• RAW RECORDS

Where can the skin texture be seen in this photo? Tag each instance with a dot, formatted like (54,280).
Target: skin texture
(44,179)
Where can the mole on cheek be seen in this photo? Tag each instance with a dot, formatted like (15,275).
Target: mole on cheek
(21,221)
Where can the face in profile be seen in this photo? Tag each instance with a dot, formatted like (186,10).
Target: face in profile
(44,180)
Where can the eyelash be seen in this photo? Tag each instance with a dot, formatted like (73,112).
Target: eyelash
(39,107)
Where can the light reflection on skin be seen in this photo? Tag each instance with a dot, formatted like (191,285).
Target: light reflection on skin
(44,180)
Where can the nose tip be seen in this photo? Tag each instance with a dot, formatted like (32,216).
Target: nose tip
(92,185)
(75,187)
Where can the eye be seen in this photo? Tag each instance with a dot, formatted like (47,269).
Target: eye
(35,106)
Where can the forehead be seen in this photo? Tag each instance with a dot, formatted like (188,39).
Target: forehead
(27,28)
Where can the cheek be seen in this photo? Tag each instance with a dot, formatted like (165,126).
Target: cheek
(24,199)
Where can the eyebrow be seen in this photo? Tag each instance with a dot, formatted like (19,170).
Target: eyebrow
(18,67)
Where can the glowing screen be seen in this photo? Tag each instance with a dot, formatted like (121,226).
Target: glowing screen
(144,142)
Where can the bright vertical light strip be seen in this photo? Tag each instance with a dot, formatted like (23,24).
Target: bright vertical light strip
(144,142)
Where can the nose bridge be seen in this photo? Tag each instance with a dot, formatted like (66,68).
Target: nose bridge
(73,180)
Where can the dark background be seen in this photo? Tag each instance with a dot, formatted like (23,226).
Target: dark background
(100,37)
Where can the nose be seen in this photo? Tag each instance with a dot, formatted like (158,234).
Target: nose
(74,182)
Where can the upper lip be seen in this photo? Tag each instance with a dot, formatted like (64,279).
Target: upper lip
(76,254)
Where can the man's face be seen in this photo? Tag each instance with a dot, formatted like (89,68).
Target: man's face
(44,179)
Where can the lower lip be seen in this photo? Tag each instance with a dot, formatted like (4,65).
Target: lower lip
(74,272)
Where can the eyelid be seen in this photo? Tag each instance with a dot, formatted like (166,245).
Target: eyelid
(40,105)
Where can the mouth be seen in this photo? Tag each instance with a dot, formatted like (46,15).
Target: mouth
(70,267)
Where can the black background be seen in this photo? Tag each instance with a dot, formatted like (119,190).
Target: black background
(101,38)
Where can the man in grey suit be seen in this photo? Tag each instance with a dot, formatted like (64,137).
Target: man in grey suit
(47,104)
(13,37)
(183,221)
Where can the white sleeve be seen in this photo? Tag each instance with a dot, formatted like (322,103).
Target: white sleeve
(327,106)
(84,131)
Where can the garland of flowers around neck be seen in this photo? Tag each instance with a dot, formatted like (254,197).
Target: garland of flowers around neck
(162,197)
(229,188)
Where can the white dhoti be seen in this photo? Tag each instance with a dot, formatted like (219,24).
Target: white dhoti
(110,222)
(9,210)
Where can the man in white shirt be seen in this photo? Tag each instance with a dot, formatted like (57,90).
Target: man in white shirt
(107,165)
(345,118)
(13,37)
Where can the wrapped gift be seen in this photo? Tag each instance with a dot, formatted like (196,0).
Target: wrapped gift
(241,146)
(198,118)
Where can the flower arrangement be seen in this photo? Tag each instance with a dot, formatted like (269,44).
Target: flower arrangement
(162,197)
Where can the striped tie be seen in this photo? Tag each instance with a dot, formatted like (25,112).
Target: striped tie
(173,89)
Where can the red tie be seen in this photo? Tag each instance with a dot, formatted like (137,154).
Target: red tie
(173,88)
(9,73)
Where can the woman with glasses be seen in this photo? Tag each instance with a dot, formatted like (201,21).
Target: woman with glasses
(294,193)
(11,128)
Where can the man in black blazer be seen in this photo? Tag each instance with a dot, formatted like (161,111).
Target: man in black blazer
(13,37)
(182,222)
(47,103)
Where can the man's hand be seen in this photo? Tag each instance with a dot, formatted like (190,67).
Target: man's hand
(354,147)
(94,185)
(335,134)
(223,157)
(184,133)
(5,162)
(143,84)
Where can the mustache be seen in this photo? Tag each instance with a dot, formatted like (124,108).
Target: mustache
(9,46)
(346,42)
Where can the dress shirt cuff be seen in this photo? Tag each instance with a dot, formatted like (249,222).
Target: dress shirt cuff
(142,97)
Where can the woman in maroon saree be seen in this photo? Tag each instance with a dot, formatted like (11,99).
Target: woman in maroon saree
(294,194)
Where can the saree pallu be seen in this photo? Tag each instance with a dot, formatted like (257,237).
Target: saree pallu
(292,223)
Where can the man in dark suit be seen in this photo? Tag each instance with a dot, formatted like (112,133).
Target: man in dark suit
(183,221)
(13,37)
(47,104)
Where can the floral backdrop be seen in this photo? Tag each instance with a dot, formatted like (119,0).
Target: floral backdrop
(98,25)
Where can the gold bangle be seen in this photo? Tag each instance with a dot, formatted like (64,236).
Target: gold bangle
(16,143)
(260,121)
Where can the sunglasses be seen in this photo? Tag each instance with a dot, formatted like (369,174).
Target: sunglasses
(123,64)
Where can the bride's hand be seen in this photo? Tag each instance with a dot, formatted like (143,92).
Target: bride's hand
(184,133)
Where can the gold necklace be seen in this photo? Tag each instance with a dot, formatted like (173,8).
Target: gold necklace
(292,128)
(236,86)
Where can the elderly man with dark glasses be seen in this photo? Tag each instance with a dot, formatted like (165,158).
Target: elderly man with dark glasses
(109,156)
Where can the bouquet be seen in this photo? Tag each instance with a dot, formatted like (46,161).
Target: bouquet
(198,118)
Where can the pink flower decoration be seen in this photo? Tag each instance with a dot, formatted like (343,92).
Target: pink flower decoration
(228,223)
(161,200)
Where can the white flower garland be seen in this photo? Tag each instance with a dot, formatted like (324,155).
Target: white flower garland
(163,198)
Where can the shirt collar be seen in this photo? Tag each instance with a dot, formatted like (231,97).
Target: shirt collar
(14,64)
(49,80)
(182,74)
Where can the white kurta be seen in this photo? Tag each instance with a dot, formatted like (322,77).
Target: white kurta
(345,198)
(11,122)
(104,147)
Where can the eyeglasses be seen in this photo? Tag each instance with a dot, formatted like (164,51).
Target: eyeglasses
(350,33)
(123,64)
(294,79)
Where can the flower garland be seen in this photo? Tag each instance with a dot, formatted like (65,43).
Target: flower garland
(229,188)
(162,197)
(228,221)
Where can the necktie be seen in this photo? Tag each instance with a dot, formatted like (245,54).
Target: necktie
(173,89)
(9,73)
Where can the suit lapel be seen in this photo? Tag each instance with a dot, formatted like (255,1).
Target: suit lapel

• TASK GOAL
Please quote exactly the lines from the one containing "Where can the eyeglasses" through the last line of the records above, both included, and nothing else.

• TASK RESULT
Where can the eyeglasses be seen in this photo? Tag each instance with a dot, formatted like (164,51).
Target: eyeglasses
(350,33)
(123,64)
(294,79)
Where can the flower garland be seen in this photo? Tag each instance with a dot, formatted like (65,43).
Target: flower garland
(229,188)
(162,197)
(228,221)
Where can the necktie be seen in this photo? Tag each instance with a dot, formatted like (245,54).
Target: necktie
(173,89)
(9,73)
Where can the suit lapel be seen in this photo? Tag each instance with a dot, formatted like (255,1).
Target: suit lapel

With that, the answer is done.